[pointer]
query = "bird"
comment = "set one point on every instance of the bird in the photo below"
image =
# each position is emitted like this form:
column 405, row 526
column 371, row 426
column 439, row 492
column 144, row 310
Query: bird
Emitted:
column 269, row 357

_____

WHAT YOU ARE ASKED TO DO: Could you copy every line from the records that mentions the word "bird"?

OUTPUT BELOW:
query = "bird"
comment = "set one point on every instance of the bird in the photo below"
Query: bird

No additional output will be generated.